### EXERCISE TASK
Locate the line that contains "the white edge", then copy it and all later lines of the data below exactly, through the last one.

— START OF RECORD SET —

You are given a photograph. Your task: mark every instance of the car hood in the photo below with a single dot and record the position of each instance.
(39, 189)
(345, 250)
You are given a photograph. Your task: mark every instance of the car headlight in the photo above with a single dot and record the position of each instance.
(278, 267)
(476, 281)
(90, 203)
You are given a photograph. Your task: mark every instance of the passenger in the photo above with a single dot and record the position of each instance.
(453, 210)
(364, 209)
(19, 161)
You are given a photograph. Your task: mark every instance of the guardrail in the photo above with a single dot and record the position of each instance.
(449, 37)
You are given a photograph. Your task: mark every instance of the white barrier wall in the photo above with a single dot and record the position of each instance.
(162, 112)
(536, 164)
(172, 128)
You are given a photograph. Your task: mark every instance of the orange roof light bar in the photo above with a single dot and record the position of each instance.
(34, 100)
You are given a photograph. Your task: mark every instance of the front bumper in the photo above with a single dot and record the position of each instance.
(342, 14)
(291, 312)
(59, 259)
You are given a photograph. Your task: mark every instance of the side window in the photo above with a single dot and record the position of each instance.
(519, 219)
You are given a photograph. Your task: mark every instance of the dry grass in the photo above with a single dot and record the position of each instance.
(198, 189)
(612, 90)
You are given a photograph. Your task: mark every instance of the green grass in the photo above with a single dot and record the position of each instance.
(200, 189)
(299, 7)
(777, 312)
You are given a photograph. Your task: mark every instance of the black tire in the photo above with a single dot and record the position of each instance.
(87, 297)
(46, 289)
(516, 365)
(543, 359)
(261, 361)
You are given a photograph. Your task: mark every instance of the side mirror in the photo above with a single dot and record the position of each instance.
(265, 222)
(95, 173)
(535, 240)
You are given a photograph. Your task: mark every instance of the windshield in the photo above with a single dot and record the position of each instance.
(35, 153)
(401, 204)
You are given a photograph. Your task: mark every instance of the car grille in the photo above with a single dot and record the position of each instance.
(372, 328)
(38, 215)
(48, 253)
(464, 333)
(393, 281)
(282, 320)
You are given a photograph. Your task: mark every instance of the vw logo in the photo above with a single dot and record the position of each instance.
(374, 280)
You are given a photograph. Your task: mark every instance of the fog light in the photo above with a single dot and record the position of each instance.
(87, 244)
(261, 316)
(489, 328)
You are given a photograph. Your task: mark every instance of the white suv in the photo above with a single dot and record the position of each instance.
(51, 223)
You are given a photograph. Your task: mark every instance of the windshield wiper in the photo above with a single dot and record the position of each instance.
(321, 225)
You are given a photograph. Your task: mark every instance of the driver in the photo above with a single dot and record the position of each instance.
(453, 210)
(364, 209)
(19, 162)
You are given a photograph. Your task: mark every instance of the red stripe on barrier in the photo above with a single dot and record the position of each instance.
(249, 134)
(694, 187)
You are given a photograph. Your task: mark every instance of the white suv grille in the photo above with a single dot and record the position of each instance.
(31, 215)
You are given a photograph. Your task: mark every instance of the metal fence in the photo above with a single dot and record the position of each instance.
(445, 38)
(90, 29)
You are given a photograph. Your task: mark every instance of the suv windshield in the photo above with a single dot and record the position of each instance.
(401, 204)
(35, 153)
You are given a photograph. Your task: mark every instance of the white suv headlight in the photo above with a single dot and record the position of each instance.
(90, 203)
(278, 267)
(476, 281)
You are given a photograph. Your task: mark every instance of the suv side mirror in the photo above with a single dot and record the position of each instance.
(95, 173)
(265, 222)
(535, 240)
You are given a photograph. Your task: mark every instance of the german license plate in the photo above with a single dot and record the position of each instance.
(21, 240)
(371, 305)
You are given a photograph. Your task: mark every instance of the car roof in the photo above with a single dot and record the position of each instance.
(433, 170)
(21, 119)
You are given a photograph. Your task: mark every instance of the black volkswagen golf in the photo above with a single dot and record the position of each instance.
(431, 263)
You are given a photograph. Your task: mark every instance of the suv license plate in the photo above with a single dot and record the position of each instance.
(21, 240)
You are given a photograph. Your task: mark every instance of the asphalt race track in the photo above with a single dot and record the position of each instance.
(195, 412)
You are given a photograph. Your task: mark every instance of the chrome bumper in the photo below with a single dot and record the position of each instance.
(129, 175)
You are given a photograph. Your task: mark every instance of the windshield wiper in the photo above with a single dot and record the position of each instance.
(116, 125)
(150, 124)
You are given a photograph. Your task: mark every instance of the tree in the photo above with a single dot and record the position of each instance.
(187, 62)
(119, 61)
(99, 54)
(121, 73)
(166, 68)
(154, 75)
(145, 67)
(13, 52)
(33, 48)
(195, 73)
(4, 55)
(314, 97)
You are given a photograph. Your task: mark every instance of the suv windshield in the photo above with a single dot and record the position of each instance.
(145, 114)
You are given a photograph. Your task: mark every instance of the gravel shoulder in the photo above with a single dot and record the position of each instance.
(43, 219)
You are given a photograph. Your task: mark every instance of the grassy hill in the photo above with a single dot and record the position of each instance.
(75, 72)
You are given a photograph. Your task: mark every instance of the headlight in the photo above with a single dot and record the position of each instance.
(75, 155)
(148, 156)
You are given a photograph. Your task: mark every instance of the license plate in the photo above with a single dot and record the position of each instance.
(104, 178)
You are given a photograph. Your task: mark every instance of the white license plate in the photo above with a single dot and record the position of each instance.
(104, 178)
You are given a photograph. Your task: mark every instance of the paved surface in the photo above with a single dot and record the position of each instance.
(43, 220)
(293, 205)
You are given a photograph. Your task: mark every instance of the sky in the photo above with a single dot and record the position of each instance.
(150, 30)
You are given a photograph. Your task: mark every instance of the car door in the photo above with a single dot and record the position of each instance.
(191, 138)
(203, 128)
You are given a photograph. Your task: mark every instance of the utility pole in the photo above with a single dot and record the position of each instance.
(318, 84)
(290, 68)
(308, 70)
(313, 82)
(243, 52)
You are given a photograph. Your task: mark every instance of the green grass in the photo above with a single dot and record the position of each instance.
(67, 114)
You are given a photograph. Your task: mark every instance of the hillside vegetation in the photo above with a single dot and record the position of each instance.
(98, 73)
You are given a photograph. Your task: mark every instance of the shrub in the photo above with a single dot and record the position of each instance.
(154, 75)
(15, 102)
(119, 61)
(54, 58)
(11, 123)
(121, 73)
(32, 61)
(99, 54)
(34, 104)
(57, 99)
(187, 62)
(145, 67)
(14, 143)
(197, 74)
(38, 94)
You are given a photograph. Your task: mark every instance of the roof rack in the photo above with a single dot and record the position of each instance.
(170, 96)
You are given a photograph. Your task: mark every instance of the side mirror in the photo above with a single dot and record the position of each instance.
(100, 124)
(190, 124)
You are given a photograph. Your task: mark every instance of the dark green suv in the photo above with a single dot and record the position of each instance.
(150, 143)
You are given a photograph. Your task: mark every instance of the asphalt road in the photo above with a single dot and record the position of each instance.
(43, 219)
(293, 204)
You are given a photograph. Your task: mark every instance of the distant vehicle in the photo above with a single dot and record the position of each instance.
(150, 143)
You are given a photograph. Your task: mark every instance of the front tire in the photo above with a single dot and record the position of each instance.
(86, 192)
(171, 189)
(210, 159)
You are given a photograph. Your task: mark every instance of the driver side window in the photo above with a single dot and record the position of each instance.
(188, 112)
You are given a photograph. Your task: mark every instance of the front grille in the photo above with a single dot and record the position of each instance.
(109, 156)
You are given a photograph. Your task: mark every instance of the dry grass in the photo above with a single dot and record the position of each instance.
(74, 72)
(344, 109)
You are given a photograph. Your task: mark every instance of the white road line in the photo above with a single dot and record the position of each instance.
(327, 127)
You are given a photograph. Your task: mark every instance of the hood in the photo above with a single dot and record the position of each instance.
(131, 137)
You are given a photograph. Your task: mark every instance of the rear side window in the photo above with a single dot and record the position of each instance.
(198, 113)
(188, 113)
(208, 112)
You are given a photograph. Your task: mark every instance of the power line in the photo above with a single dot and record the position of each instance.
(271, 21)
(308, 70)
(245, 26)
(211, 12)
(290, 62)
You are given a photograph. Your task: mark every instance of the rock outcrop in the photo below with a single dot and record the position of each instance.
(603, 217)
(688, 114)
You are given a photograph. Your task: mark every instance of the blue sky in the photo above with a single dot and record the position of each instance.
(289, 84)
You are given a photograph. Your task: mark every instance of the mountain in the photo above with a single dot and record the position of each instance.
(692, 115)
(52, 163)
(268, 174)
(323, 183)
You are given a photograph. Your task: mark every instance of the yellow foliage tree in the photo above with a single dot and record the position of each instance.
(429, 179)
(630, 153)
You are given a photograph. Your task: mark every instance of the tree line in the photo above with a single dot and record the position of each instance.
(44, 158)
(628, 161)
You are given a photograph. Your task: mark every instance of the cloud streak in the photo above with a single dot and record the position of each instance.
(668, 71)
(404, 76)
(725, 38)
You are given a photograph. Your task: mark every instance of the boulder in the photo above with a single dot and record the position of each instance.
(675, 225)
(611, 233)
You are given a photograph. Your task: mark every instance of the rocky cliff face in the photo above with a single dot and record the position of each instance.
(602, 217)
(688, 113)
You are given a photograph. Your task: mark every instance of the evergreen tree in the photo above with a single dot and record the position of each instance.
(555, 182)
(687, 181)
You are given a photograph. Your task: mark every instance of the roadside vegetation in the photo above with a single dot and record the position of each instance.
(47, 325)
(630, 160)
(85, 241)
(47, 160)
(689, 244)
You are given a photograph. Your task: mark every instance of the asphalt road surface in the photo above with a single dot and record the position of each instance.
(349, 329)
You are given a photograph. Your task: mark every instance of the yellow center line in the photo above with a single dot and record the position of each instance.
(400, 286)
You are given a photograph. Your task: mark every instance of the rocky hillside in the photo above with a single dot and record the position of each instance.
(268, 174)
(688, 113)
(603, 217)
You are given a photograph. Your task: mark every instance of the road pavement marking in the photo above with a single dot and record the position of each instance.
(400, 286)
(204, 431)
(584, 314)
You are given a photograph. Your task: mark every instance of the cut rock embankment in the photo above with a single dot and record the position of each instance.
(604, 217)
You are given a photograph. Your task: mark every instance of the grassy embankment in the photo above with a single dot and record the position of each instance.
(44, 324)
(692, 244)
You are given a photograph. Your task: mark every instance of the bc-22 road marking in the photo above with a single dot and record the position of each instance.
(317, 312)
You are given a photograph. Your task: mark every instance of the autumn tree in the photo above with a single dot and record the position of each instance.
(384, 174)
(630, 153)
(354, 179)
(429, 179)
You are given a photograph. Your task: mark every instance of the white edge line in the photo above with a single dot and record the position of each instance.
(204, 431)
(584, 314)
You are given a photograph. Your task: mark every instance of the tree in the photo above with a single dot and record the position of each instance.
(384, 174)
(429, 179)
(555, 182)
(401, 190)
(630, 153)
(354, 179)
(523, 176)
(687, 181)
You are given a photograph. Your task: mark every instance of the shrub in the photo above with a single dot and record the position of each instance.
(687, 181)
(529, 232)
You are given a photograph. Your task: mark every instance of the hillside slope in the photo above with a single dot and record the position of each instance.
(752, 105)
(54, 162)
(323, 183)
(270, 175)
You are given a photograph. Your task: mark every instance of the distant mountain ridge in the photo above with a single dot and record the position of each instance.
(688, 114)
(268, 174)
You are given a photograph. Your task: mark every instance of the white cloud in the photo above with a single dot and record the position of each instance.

— END OF RECORD SET —

### RESPONSE
You are given a photograph. Your task: mark every instance of the white edge line in the photo above with a single dot and record the position of each instance.
(204, 431)
(584, 314)
You are given a photograph. Your task: mark every instance of the tree in the photo above with a single dot and record the position of each instance.
(384, 174)
(429, 179)
(555, 182)
(401, 190)
(630, 153)
(354, 179)
(523, 176)
(687, 181)
You are given a photograph. Your task: mark every instance of the shrub in the photo above with a single dot and record the position of each instance.
(687, 181)
(529, 232)
You are given a photograph. Your task: mark every instance of the hillside slope in the photo above with a single dot and record the position of each instance.
(752, 105)
(54, 162)
(323, 183)
(270, 175)
You are given a photograph. Your task: mark every instance of the distant mountain ridge in the photo above with a single dot and record the position of each instance.
(688, 114)
(268, 174)
You are given a photograph. Your task: mark every instance of the white cloud in the photo above with a single dot and record the position of each instance.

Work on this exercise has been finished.